## Rows of box annotation data
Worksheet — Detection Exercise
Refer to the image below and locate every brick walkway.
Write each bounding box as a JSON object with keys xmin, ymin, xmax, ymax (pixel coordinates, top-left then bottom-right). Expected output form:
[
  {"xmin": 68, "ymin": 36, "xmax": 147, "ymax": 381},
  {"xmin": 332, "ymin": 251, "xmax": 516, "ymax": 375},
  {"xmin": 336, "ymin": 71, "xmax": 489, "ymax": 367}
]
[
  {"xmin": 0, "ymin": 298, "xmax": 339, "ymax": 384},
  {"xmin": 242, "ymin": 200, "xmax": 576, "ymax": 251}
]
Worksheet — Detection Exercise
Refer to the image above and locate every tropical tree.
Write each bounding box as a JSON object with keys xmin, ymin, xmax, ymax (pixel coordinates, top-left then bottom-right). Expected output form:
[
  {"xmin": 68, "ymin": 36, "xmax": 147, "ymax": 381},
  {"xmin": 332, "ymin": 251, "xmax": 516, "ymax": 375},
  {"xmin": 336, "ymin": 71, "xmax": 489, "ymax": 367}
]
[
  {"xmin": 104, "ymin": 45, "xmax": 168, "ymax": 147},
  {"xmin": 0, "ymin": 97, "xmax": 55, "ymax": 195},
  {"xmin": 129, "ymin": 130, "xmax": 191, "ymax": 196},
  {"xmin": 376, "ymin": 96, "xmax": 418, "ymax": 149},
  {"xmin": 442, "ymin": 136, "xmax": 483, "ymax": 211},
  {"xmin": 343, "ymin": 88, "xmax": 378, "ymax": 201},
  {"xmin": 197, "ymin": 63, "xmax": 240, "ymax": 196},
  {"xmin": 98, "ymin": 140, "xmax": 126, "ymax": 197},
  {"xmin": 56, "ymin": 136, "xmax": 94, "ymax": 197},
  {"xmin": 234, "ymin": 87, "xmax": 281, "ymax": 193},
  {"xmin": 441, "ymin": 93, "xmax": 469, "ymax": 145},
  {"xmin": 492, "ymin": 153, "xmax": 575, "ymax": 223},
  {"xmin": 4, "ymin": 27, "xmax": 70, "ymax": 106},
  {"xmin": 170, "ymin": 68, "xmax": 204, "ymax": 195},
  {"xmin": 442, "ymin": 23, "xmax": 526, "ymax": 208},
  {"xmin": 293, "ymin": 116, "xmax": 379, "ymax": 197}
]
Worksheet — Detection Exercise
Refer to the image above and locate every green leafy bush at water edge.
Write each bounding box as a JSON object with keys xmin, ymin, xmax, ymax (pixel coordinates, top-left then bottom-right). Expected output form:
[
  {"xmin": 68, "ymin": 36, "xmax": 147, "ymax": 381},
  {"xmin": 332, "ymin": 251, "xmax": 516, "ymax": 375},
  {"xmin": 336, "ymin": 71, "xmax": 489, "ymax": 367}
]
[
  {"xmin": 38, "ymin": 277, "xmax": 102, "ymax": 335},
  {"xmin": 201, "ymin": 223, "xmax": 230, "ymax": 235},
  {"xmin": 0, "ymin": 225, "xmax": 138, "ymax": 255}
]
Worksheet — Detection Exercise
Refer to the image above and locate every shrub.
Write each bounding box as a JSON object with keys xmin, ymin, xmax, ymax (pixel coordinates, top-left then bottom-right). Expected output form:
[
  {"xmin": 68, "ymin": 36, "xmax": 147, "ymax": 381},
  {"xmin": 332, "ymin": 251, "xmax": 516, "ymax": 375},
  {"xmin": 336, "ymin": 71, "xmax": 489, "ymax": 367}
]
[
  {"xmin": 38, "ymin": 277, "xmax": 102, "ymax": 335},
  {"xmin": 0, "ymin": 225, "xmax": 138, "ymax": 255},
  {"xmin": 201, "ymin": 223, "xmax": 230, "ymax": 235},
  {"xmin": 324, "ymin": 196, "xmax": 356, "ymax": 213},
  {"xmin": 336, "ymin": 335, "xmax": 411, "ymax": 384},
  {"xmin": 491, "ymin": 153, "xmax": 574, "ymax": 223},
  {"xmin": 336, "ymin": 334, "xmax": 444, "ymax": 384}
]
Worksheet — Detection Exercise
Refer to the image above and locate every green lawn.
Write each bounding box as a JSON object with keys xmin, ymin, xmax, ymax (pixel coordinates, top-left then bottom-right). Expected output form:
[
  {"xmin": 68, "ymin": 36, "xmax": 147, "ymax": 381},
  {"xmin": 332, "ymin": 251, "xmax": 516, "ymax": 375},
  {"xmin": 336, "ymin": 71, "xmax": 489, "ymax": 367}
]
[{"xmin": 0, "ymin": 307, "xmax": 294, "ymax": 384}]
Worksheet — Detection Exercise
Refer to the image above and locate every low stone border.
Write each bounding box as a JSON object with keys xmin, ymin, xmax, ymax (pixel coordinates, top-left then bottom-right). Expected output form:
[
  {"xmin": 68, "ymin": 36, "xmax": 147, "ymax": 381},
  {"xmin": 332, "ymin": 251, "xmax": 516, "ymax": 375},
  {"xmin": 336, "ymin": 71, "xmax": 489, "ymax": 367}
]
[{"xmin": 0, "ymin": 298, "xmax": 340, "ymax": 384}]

## Exercise prompt
Repeat every record exactly as written, please.

## Answer to the exercise
Worksheet — Detection Exercise
Refer to the image below and locate every brick walkway.
Write each bounding box as a JSON object with keys xmin, ymin, xmax, ymax (pixel coordinates, top-left then bottom-right). Expected output form:
[
  {"xmin": 68, "ymin": 36, "xmax": 147, "ymax": 381},
  {"xmin": 332, "ymin": 251, "xmax": 516, "ymax": 375},
  {"xmin": 336, "ymin": 71, "xmax": 489, "ymax": 367}
]
[
  {"xmin": 0, "ymin": 298, "xmax": 339, "ymax": 384},
  {"xmin": 242, "ymin": 200, "xmax": 576, "ymax": 251}
]
Worksheet — Detection Exercise
Refer to the image above and locate every tropical tree.
Write each bounding box as a JSON object with keys xmin, ymin, xmax, ymax (pixel coordinates, top-left then bottom-right). Expected output form:
[
  {"xmin": 68, "ymin": 36, "xmax": 147, "ymax": 381},
  {"xmin": 332, "ymin": 251, "xmax": 516, "ymax": 375},
  {"xmin": 336, "ymin": 71, "xmax": 489, "ymax": 367}
]
[
  {"xmin": 104, "ymin": 45, "xmax": 168, "ymax": 147},
  {"xmin": 0, "ymin": 97, "xmax": 55, "ymax": 195},
  {"xmin": 129, "ymin": 130, "xmax": 191, "ymax": 196},
  {"xmin": 376, "ymin": 96, "xmax": 418, "ymax": 149},
  {"xmin": 442, "ymin": 136, "xmax": 483, "ymax": 211},
  {"xmin": 343, "ymin": 88, "xmax": 378, "ymax": 201},
  {"xmin": 197, "ymin": 63, "xmax": 240, "ymax": 196},
  {"xmin": 98, "ymin": 140, "xmax": 126, "ymax": 197},
  {"xmin": 56, "ymin": 136, "xmax": 94, "ymax": 197},
  {"xmin": 234, "ymin": 87, "xmax": 281, "ymax": 193},
  {"xmin": 441, "ymin": 93, "xmax": 469, "ymax": 145},
  {"xmin": 492, "ymin": 153, "xmax": 575, "ymax": 223},
  {"xmin": 4, "ymin": 27, "xmax": 70, "ymax": 106},
  {"xmin": 170, "ymin": 68, "xmax": 204, "ymax": 195},
  {"xmin": 442, "ymin": 23, "xmax": 526, "ymax": 208},
  {"xmin": 293, "ymin": 116, "xmax": 379, "ymax": 197}
]
Worksheet — Detection Exercise
Refer to the image above and locate every green leafy bush at water edge.
Write each bounding box as a JSON object with keys xmin, ymin, xmax, ymax (pixel coordinates, top-left then bottom-right). Expected output form:
[
  {"xmin": 68, "ymin": 36, "xmax": 147, "ymax": 381},
  {"xmin": 332, "ymin": 251, "xmax": 516, "ymax": 375},
  {"xmin": 336, "ymin": 71, "xmax": 489, "ymax": 367}
]
[
  {"xmin": 38, "ymin": 277, "xmax": 102, "ymax": 335},
  {"xmin": 201, "ymin": 223, "xmax": 230, "ymax": 235},
  {"xmin": 0, "ymin": 225, "xmax": 138, "ymax": 255}
]
Worksheet — Detection Exercise
Refer to the image above and locate every shrub.
Write each bounding box as a JSON object with keys xmin, ymin, xmax, ymax (pixel coordinates, top-left then bottom-right). Expected output form:
[
  {"xmin": 68, "ymin": 36, "xmax": 147, "ymax": 381},
  {"xmin": 332, "ymin": 251, "xmax": 516, "ymax": 375},
  {"xmin": 336, "ymin": 71, "xmax": 489, "ymax": 367}
]
[
  {"xmin": 38, "ymin": 277, "xmax": 102, "ymax": 335},
  {"xmin": 0, "ymin": 225, "xmax": 138, "ymax": 255},
  {"xmin": 201, "ymin": 223, "xmax": 230, "ymax": 235},
  {"xmin": 324, "ymin": 196, "xmax": 356, "ymax": 213},
  {"xmin": 336, "ymin": 335, "xmax": 411, "ymax": 384},
  {"xmin": 491, "ymin": 153, "xmax": 574, "ymax": 223},
  {"xmin": 336, "ymin": 334, "xmax": 444, "ymax": 384}
]
Worksheet — Detection Exercise
Refer to the image above and locate every green lawn.
Write each bounding box as a JSON object with keys xmin, ymin, xmax, ymax (pixel coordinates, top-left then bottom-right). Expected output form:
[
  {"xmin": 68, "ymin": 36, "xmax": 147, "ymax": 381},
  {"xmin": 332, "ymin": 251, "xmax": 516, "ymax": 375},
  {"xmin": 336, "ymin": 71, "xmax": 489, "ymax": 367}
]
[{"xmin": 0, "ymin": 307, "xmax": 294, "ymax": 384}]
Worksheet — Detection Exercise
Refer to the image above and locate every low stone border.
Write each bounding box as a JSON object with keys xmin, ymin, xmax, ymax (pixel coordinates, top-left then bottom-right). Expected output form:
[
  {"xmin": 68, "ymin": 36, "xmax": 147, "ymax": 381},
  {"xmin": 332, "ymin": 251, "xmax": 516, "ymax": 375},
  {"xmin": 336, "ymin": 71, "xmax": 489, "ymax": 367}
]
[{"xmin": 0, "ymin": 298, "xmax": 340, "ymax": 384}]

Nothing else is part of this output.